Accountability Matters: A Simple Text is Not Enough to Keep us Safe

March 18, 2026Posted by adminin Blog, News

Accountability Matters: A Simple Text is Not Enough to Keep us Safe

How Bail Agents Outperform Automated Texts in Getting Defendants to Court

accountability

Lately, there have been a lot of articles being written on the value of a simple text reminder in the criminal justice system. Most recently, a blog post on the eCourtDate website showed that it only cost the court $9.84 to prevent a failure to appear with a text message. They compare this number to $2,850 per failure to appear when a warrant had to be issued, and the defendant had to be remanded back to jail. The problem with that calculation is that it is not that simple. A defendant’s behavior cannot be manipulated through a simple text message. It requires something much more powerful and effective. Something that a single text message does not provide, accountability.

The financially secured surety bond (also known as a commercial bail bond, where a defendant pays a non-refundable fee—typically 10-15%—to a licensed bail agent who posts the full bond amount on their behalf) has been shown in rigorous research to outperform simple notification systems like text message reminders in ensuring court appearance compliance. While text reminders represent a low-cost preventive tool that can reduce failures to appear (FTAs) by addressing forgetfulness or communication gaps, they lack the accountability mechanism inherent in surety bonds, where the bail agent actively monitors the defendant to protect the financial stake. This combination of financial incentive and personal supervision often yields higher appearance rates and lower overall system costs when FTAs do occur, compared to relying solely on passive reminders.

Evidence from Dr. Robert Morris’s Dallas County Study

In a comprehensive 2013 study by criminologist Dr. Robert G. Morris (University of Texas at Dallas), titled Pretrial Release Mechanisms in Dallas County, Texas: Differences in Failure to Appear (FTA), Recidivism/Pretrial Misconduct, and Associated Costs of FTA, researchers analyzed longitudinal data on over 22,000 defendants released pretrial from the county jail. The study compared multiple release types, including:

  • Financially secured commercial bail bonds (surety bonds via bail agents)
  • Cash bonds
  • Attorney bonds
  • Public sector pretrial unsecured (non-financial) releases

Key findings on court appearance rates showed that defendants released on commercial surety bonds had the highest compliance:

  • Commercial bail bond: 77% appearance rate (lowest FTA)
  • Cash bond: 71%
  • Attorney bond: 66%
  • Public sector pretrial unsecured bond: 63%

These differences held across misdemeanor and felony cases. The study highlighted that commercial bail’s lower FTA rates translated to reduced associated costs for the county, including avoided expenses from warrants, arrests, jail time, and case delays. Dallas County was spending over $100 million annually on pretrial detention at the time, with FTAs contributing significantly to inefficiencies and recidivism risks during the pretrial period.

Follow-up analyses, including a 2017 peer-reviewed publication in PLOS ONE (“The link between bond forfeiture and pretrial release mechanism: The case of Dallas County, Texas” by Clipper, Morris, et al.), reinforced that defendants on commercial bail bonds were significantly less likely to experience FTAs leading to bond forfeiture compared to other mechanisms. The accountability provided by bail agents—who track defendants, remind them of dates, and apprehend them if needed to avoid financial loss—creates a stronger incentive structure than unsecured or minimally supervised releases.

**Request 1**
In the rows, starting with the line containing "In this exercise you will point out the hanging" and going on through the end of the rows, swap "ornament" for "decoration" and give those lines again with nothing else changed.

**Records provided**
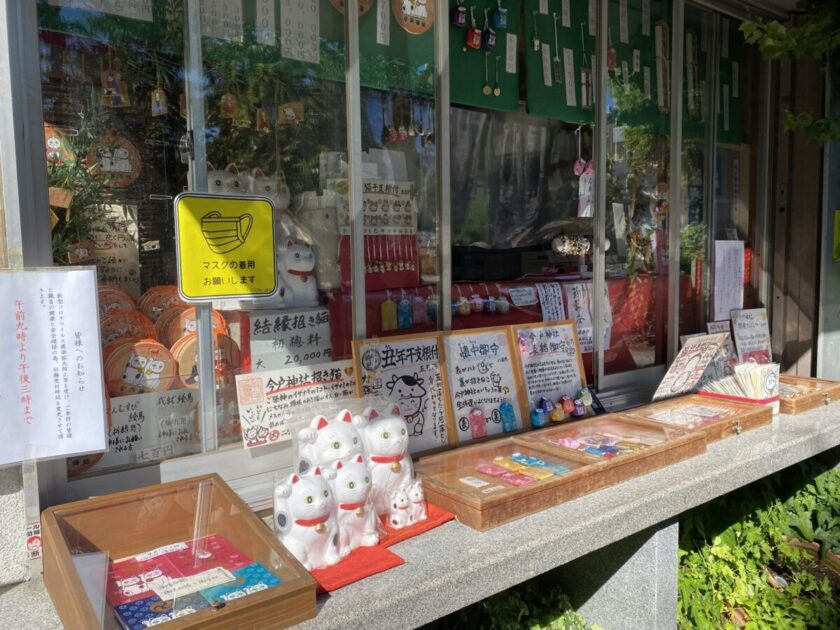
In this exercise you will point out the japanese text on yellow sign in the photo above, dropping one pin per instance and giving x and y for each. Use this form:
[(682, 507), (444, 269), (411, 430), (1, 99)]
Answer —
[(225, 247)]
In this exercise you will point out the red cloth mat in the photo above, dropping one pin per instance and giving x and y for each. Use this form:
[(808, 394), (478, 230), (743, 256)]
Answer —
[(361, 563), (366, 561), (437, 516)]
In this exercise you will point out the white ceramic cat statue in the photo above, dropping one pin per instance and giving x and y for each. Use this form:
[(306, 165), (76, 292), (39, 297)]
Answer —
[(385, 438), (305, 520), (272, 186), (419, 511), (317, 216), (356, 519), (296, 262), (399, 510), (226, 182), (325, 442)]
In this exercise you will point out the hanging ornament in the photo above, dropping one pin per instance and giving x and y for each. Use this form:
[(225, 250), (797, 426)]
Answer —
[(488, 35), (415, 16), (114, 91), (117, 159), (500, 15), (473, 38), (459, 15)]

**Request 2**
List the release types that the Dallas County study in the bail accountability text compared.

**Correct output 1**
In this exercise you will point out the hanging decoration in the photo above, dropping one pin per instance and giving x and y for each. Use this form:
[(225, 250), (797, 426)]
Answer —
[(488, 35), (415, 16), (114, 91), (117, 159), (500, 15), (473, 38), (459, 15)]

**Correct output 2**
- Financially secured commercial bail bonds (surety bonds via bail agents)
- Cash bonds
- Attorney bonds
- Public sector pretrial unsecured (non-financial) releases